Source records:

Segment Open

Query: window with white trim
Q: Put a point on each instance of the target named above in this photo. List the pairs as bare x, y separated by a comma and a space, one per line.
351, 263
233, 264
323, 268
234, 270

Segment Closed

» Work required:
Exactly the lines from the one containing "Q: Put a point" to the final line of the data, both included, should be printed, and nothing more.

» Answer:
Q: Put a point on each instance of the target named above in this photo. List the pairs as bare x, y separated by a comma and a space, one per line.
351, 263
233, 264
323, 268
234, 270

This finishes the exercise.